### What you should do
Write out the whole listing exactly; no images belong in it.

### Material shown

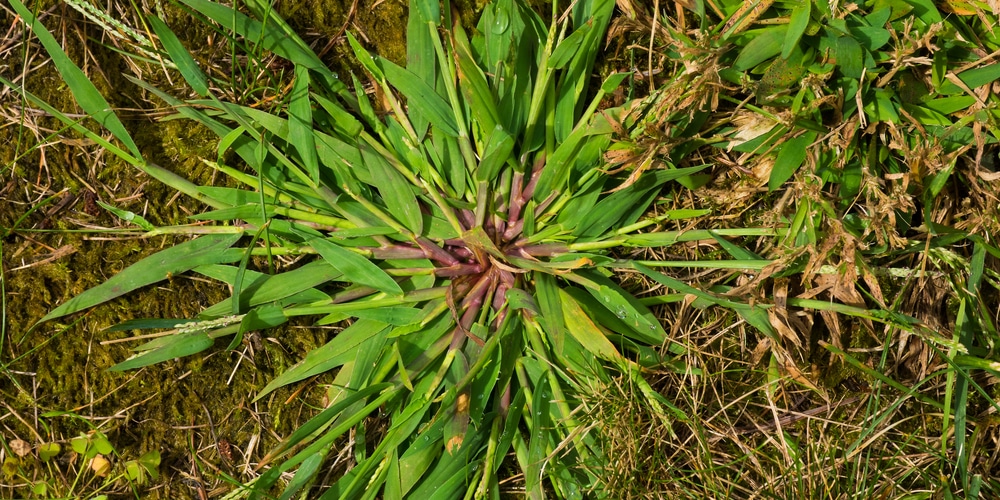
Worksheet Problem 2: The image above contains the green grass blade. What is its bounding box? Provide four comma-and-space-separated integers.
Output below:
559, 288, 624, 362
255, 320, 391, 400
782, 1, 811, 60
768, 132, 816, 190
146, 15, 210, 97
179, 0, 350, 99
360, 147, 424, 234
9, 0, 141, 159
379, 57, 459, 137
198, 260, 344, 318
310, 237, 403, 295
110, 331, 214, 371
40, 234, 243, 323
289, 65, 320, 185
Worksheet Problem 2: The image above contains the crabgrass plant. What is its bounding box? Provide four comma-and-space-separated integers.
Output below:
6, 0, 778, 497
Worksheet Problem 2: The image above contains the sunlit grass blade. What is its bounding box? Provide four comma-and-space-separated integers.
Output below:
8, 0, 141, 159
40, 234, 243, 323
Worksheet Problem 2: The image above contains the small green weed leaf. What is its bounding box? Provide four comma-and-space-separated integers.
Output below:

### Solution to this task
Worksheet Problem 2: The image above contains the green grass blade. What is its bounding box? Provide four comma-and-space-separated integers.
Output below:
559, 288, 624, 362
255, 320, 391, 400
782, 1, 811, 60
768, 132, 816, 190
146, 15, 210, 97
179, 0, 350, 99
360, 147, 424, 234
9, 0, 141, 159
379, 57, 459, 137
198, 260, 344, 318
310, 237, 403, 295
110, 331, 214, 371
40, 234, 243, 323
289, 65, 320, 185
Worksheet Problem 2: The image above contains the crabgrass plant. What is its bounding box? Provide four comma-and-space-separated integers.
Output below:
6, 0, 778, 497
Worksheet Problem 2: The image above contains the sunlit grass blade. What is its bounding box? Provide four comma-and-space-separated integers.
Output below:
8, 0, 141, 159
40, 234, 243, 323
Worksheet Problem 2: The image above contains the small green weed leaf. What is its bounding box? Provide four comma-and-space-separated integers.
Output below:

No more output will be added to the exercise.